Task description
Each record below should be repeated precisely as written.

Records to process

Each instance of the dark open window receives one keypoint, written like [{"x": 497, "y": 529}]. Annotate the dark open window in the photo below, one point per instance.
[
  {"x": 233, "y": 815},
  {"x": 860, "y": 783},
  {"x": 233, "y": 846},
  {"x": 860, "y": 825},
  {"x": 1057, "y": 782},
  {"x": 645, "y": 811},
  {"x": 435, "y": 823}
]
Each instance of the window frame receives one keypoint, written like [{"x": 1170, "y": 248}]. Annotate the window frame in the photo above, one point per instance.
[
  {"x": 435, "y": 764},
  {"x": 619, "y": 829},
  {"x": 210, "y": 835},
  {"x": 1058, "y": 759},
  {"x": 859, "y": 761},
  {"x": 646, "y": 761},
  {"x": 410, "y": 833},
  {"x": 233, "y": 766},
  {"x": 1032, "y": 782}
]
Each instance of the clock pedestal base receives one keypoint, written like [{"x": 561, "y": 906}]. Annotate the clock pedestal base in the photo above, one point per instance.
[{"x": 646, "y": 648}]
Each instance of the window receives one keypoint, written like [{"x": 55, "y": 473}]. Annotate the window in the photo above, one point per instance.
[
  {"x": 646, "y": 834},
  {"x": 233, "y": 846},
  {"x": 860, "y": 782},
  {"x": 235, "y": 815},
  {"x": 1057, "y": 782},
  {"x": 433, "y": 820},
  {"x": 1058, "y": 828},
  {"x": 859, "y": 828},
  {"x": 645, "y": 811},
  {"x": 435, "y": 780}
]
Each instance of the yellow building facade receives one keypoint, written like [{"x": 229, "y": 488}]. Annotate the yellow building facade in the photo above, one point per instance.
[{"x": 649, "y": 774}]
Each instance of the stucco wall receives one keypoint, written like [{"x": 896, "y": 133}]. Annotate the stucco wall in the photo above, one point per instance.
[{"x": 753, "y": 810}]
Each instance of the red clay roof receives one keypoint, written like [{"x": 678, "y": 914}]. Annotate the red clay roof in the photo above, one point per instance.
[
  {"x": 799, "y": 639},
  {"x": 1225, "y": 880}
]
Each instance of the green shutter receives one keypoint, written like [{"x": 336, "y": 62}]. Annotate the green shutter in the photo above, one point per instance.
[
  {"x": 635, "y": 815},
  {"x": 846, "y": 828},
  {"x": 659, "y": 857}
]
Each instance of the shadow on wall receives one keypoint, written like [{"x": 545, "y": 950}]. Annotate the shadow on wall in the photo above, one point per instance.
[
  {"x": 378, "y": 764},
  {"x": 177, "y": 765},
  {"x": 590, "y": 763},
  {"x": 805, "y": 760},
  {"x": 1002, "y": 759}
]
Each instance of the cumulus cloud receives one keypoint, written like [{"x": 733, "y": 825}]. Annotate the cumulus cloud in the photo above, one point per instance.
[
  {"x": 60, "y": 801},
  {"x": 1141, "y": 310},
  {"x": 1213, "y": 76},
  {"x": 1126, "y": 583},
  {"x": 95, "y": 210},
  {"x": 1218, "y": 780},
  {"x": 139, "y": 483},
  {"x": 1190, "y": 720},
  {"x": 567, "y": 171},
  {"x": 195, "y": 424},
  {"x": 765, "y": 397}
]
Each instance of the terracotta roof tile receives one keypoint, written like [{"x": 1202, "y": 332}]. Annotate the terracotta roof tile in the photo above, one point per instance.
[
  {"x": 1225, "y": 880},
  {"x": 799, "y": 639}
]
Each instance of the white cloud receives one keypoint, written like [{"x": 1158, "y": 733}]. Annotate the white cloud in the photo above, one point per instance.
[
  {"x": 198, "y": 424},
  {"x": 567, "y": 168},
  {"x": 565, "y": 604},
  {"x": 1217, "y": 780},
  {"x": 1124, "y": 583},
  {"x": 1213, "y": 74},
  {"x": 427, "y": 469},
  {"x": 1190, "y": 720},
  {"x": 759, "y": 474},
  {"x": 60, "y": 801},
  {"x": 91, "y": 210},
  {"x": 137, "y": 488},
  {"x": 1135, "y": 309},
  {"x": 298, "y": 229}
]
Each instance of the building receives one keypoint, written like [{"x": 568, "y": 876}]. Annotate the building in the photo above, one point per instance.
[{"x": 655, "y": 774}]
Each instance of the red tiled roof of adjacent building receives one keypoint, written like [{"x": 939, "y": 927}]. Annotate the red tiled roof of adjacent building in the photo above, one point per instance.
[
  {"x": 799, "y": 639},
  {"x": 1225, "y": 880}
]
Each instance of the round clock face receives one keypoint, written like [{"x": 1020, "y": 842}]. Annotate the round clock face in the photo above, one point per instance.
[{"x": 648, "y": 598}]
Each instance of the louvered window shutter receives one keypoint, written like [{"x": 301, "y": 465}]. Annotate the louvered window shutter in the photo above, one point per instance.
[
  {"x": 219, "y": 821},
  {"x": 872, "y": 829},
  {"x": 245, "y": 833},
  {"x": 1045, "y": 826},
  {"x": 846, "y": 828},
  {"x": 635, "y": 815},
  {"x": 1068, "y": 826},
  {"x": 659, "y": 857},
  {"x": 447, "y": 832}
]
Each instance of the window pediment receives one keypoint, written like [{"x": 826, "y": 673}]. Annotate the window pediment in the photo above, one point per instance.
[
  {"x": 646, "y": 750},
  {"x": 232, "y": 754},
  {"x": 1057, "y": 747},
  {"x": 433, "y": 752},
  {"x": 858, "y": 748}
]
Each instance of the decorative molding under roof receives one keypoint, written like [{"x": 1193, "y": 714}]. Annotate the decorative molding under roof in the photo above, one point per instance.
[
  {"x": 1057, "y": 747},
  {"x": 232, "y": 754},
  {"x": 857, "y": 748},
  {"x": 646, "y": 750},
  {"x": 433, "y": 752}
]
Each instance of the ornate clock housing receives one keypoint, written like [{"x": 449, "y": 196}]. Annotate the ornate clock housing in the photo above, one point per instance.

Output
Each instance of the dark open window receives one keypoint, written like [{"x": 497, "y": 529}]. Annotate the dark open window in the photo below, one point per instance.
[
  {"x": 233, "y": 815},
  {"x": 860, "y": 783},
  {"x": 233, "y": 846},
  {"x": 860, "y": 825},
  {"x": 1057, "y": 782},
  {"x": 645, "y": 811},
  {"x": 435, "y": 823}
]
Each instance of the window frame receives one keypoint, written like [{"x": 1170, "y": 248}]. Annotate the window frame in the photo above, one point per instance.
[
  {"x": 435, "y": 764},
  {"x": 619, "y": 829},
  {"x": 210, "y": 835},
  {"x": 1058, "y": 759},
  {"x": 859, "y": 761},
  {"x": 646, "y": 761},
  {"x": 410, "y": 833},
  {"x": 233, "y": 766},
  {"x": 1032, "y": 782}
]
Each instance of the clock pedestal base receives one keypoint, written like [{"x": 561, "y": 906}]. Annotate the clock pedestal base in the photo above, one point per instance.
[{"x": 646, "y": 648}]
Each instance of the window receives one keypoint, written like [{"x": 55, "y": 473}]. Annotate the window in the photo above, one point per instance.
[
  {"x": 646, "y": 834},
  {"x": 233, "y": 846},
  {"x": 860, "y": 782},
  {"x": 235, "y": 815},
  {"x": 1057, "y": 782},
  {"x": 433, "y": 820},
  {"x": 1058, "y": 828},
  {"x": 859, "y": 828},
  {"x": 645, "y": 811},
  {"x": 435, "y": 780}
]
Each instance of the yellow building facade receives one keypoint, written like [{"x": 229, "y": 488}]. Annotate the yellow building facade in the photo above, one point per instance.
[{"x": 649, "y": 774}]
Each instance of the stucco wall receives one keypoint, written like [{"x": 896, "y": 133}]. Annotate the stucco wall in the photo above, one point per instance.
[{"x": 753, "y": 810}]
Each instance of the red clay roof receives one keypoint, written like [{"x": 678, "y": 914}]. Annotate the red clay roof in the photo above, one point per instance.
[
  {"x": 799, "y": 639},
  {"x": 1225, "y": 880}
]
Each instance of the green shutter receives one keypoint, written like [{"x": 336, "y": 62}]. Annotate the green shutter in the photo above, one point per instance.
[
  {"x": 635, "y": 815},
  {"x": 846, "y": 828},
  {"x": 659, "y": 857}
]
Each instance of the shadow on wall receives one keypoint, written like [{"x": 545, "y": 950}]. Annotate the shadow on wall in the photo above, one point per instance.
[
  {"x": 378, "y": 764},
  {"x": 177, "y": 765},
  {"x": 590, "y": 763},
  {"x": 805, "y": 760},
  {"x": 1002, "y": 759}
]
Each instance of the cumulus cloud receives one keypoint, written like [{"x": 733, "y": 825}]. Annotate the cumulus cloud in the photo above, one point per instance.
[
  {"x": 60, "y": 801},
  {"x": 1141, "y": 310},
  {"x": 1213, "y": 76},
  {"x": 1126, "y": 583},
  {"x": 95, "y": 210},
  {"x": 1218, "y": 780},
  {"x": 139, "y": 483},
  {"x": 1190, "y": 720},
  {"x": 567, "y": 171},
  {"x": 195, "y": 424},
  {"x": 765, "y": 397}
]
Each instance of the terracotta roof tile receives one keypoint, written like [{"x": 1202, "y": 332}]. Annotate the terracotta roof tile in the photo above, one point per instance.
[
  {"x": 1225, "y": 880},
  {"x": 799, "y": 639}
]
Each instance of the white cloud receives one keypoint, written like [{"x": 1158, "y": 733}]. Annotate the white cloud in the photo above, one point per instance.
[
  {"x": 198, "y": 424},
  {"x": 567, "y": 168},
  {"x": 565, "y": 604},
  {"x": 1217, "y": 780},
  {"x": 1124, "y": 583},
  {"x": 1213, "y": 74},
  {"x": 427, "y": 469},
  {"x": 1190, "y": 720},
  {"x": 759, "y": 474},
  {"x": 60, "y": 801},
  {"x": 91, "y": 210},
  {"x": 137, "y": 488},
  {"x": 1135, "y": 309},
  {"x": 298, "y": 229}
]
Each instance of the building receives one keypoint, written like [{"x": 568, "y": 876}]. Annotate the building in the photo above, one point per instance.
[{"x": 655, "y": 774}]
Each instance of the red tiled roof of adjacent building receives one keypoint, written like [{"x": 939, "y": 927}]. Annotate the red tiled roof of adjacent building in the photo above, one point per instance.
[
  {"x": 799, "y": 639},
  {"x": 1225, "y": 880}
]
Each instance of the round clock face receives one keypoint, written like [{"x": 1020, "y": 842}]. Annotate the round clock face in the photo above, one point per instance.
[{"x": 648, "y": 598}]
Each instance of the louvered window shutter receives one keypoint, written like [{"x": 301, "y": 465}]. Annotate the louvered window shutter in the photo above, one point per instance.
[
  {"x": 219, "y": 821},
  {"x": 872, "y": 829},
  {"x": 245, "y": 833},
  {"x": 1045, "y": 826},
  {"x": 846, "y": 828},
  {"x": 635, "y": 815},
  {"x": 1068, "y": 826},
  {"x": 659, "y": 857},
  {"x": 447, "y": 832}
]
Each instance of the window pediment receives one keypoint, written like [{"x": 826, "y": 673}]. Annotate the window pediment in the photo above, one point per instance.
[
  {"x": 646, "y": 750},
  {"x": 232, "y": 754},
  {"x": 1057, "y": 747},
  {"x": 433, "y": 752},
  {"x": 858, "y": 748}
]
Each instance of the decorative molding under roof receives one keypoint, written like [{"x": 1193, "y": 714}]. Annotate the decorative molding under roof in the photo above, one point per instance.
[
  {"x": 1057, "y": 747},
  {"x": 232, "y": 754},
  {"x": 857, "y": 748},
  {"x": 646, "y": 750},
  {"x": 433, "y": 752}
]
Each instance of the ornate clock housing receives one keypoint, written like [{"x": 449, "y": 196}]. Annotate the ornate clock housing in the photo above, one point per instance.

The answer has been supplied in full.